● **EXERCISE REQUIREMENTS**: Edit the listing below by changing every instance of "side mirror" to "wing mirror". Leave everything else as it is.

+ + + + +

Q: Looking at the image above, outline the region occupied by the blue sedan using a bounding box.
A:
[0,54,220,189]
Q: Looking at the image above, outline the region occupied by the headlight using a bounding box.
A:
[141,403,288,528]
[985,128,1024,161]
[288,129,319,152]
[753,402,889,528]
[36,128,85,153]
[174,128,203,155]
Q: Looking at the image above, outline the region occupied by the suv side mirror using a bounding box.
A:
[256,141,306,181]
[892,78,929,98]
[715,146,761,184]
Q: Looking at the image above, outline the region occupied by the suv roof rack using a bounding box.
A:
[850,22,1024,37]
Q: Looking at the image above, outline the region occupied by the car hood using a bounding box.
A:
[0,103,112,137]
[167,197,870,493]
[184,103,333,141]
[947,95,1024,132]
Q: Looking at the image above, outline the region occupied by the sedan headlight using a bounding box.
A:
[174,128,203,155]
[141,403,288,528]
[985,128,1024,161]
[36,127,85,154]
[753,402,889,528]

+ + + + +

● **RESULT BELOW**:
Q: Looking at the image above, outline the region occupied by the blue sedan using a bounding box.
A:
[0,54,220,189]
Q: Looking at the image above, outline the region occupied by the headlight using a bounding box.
A:
[141,403,288,528]
[985,128,1024,161]
[288,129,319,152]
[753,402,889,528]
[36,128,85,153]
[174,128,203,155]
Q: Looking at the image above, outline the region occupied by the suv wing mirror using a bounding box.
A:
[256,141,306,181]
[892,78,929,98]
[715,146,761,184]
Q: Looking at the image above, outline the region occupied by the suv roof rack using a bounding box.
A:
[850,22,1024,37]
Q: Looking at the image above, outline the region occupied by the car hood using a bounding box.
A:
[0,103,112,137]
[167,197,870,493]
[184,103,333,141]
[947,95,1024,132]
Q: Looking at the image above, outline the region occupied by the sedan headlight using a bounding box.
A:
[174,128,203,155]
[141,403,288,528]
[985,128,1024,161]
[36,127,85,154]
[753,402,889,528]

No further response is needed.